Rows
-- begin --

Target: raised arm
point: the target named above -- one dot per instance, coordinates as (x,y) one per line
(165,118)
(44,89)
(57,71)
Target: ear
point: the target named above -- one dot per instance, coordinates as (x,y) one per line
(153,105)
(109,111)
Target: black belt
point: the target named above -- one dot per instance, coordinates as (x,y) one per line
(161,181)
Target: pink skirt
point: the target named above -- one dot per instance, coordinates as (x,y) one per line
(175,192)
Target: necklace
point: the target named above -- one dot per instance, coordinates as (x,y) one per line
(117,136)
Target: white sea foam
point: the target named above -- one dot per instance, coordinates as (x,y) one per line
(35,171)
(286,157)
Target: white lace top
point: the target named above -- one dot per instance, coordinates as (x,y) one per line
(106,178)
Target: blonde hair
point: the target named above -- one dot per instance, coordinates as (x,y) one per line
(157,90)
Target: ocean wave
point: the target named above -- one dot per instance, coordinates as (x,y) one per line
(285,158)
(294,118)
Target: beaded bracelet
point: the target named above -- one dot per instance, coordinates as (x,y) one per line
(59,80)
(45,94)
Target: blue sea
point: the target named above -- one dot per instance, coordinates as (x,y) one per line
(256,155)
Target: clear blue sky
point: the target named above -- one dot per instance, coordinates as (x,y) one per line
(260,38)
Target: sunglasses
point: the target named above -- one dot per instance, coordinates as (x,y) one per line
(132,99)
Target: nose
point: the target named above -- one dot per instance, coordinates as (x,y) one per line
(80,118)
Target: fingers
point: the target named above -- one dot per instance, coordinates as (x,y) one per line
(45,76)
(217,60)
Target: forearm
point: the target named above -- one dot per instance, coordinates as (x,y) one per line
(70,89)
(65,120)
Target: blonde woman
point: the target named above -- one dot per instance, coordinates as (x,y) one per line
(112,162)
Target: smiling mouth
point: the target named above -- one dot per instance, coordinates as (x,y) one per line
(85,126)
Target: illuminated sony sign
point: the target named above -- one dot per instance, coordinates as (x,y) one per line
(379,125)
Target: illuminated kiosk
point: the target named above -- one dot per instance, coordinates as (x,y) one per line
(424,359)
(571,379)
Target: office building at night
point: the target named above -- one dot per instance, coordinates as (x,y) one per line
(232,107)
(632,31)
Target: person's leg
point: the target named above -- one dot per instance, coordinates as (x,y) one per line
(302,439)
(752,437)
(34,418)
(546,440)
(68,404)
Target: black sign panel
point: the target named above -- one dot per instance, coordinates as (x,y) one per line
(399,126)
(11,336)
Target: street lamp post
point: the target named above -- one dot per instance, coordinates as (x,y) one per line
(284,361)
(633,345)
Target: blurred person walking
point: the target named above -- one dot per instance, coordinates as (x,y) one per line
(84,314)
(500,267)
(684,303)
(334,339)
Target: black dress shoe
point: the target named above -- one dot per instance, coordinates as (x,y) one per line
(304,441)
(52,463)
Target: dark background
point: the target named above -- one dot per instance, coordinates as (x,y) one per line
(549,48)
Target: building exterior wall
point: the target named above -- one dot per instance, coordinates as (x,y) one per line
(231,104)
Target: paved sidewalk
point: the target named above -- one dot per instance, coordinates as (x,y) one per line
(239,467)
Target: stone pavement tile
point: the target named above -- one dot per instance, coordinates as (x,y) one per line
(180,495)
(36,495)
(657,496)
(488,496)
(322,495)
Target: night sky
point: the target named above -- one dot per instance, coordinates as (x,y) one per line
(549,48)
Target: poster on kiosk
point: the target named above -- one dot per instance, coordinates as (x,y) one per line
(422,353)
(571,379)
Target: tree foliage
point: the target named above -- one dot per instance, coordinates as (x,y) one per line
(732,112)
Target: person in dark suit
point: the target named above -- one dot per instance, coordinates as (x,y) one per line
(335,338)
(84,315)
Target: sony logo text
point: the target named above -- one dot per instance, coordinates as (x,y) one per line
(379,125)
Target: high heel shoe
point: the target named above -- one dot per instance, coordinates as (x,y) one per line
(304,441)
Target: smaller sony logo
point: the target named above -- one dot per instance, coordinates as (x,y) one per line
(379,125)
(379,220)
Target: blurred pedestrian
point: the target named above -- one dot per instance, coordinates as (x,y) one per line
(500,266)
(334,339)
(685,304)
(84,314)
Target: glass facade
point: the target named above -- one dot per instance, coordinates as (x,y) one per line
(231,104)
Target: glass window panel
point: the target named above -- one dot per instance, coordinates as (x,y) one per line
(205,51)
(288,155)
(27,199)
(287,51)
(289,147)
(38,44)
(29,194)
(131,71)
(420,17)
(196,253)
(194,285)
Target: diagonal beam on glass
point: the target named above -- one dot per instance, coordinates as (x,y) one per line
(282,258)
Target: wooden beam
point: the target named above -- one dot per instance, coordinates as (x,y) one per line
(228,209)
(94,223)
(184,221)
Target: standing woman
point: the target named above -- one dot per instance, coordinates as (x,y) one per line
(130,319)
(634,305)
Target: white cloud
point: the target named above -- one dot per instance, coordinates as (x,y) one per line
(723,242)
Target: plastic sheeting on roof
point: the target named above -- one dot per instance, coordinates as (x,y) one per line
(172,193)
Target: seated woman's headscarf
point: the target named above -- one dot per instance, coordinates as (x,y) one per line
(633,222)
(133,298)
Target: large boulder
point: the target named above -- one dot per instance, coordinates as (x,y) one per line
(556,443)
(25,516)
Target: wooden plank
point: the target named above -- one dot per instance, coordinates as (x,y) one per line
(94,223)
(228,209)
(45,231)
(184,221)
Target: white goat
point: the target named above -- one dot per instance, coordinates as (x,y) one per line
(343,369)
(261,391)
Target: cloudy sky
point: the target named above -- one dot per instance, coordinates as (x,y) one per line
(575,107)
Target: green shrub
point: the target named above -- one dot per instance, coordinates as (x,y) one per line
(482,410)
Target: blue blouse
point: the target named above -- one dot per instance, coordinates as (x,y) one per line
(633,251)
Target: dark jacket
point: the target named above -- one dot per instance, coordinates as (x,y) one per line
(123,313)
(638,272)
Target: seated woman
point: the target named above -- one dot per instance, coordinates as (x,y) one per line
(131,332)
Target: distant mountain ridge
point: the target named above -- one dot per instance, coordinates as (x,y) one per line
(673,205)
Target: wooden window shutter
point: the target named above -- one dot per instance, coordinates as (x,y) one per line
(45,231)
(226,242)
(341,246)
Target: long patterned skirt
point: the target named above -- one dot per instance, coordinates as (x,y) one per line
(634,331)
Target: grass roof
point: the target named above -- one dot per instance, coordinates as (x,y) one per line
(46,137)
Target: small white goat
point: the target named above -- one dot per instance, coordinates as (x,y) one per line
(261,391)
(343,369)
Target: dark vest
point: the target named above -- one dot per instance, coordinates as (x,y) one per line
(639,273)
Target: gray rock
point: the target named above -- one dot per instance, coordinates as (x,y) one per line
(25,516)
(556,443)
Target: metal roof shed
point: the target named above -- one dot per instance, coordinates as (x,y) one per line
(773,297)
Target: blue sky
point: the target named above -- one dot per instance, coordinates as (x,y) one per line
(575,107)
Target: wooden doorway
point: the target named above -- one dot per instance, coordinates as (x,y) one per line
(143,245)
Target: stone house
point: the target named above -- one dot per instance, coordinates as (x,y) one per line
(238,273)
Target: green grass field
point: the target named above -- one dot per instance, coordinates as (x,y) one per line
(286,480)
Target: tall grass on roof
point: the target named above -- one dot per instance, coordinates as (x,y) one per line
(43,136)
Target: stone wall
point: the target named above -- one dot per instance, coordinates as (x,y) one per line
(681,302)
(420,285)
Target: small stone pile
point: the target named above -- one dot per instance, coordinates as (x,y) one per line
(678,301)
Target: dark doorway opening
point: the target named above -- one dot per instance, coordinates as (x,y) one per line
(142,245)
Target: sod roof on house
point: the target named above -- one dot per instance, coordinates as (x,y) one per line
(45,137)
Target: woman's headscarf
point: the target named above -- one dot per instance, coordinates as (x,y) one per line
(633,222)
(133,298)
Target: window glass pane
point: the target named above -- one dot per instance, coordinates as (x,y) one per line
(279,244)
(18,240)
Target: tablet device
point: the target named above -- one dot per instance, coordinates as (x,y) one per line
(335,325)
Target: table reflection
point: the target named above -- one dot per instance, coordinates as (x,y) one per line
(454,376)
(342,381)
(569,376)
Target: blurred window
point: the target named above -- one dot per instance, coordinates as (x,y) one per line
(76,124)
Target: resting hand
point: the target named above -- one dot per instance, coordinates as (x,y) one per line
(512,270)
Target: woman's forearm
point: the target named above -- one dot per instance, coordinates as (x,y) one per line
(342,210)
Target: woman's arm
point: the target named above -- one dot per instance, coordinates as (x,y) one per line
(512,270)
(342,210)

-- end --

Extract, exactly as they appear, the lines from the one containing "Target: wooden doorway" through the final line.

Target: wooden doorway
point: the target named above -- one dot per instance, coordinates as (x,y) one per line
(143,245)
Target: stone house
point: the target named above -- one dot per instance, coordinates as (x,y) one per line
(238,273)
Target: green grass field
point: the target named above -- one dot per instance, coordinates as (x,y) one per line
(286,480)
Target: tall grass on roof
point: the target named above -- one dot per instance, coordinates as (x,y) one per line
(43,136)
Target: stone wall
point: the target named above -- one dot per instance, coordinates as (x,y) one per line
(681,302)
(420,285)
Target: small stone pile
point: the target named above -- one dot per instance, coordinates as (x,y) one per line
(678,301)
Target: dark doorway opening
point: the target named above -- one dot per instance, coordinates as (x,y) one per line
(142,245)
Target: sod roof on house
point: the target named above -- one dot per instance, coordinates as (x,y) one per line
(45,137)
Target: woman's headscarf
point: the target named above -- one dot per instance, coordinates as (x,y) one per line
(633,222)
(133,298)
Target: window glass pane
point: the target named above -- one dot per instance, coordinates as (x,y) one per line
(279,244)
(18,240)
Target: tablet device
point: the target named above -- one dot per instance, coordinates as (x,y) one per line
(335,325)
Target: table reflection
point: the target named above -- one dot per instance, coordinates as (x,y) one per line
(454,376)
(342,381)
(569,376)
Target: blurred window
point: the target named above -- one dot per instance, coordinates as (x,y) one per line
(76,124)
Target: resting hand
point: the target named above -- one dot per instance, coordinates as (x,y) one per line
(512,270)
Target: woman's forearm
point: the target named above -- one dot per instance, coordinates as (x,y) one per line
(342,210)
Target: woman's arm
point: the target named above -- one dot per instance, coordinates as (x,y) one per line
(512,270)
(342,210)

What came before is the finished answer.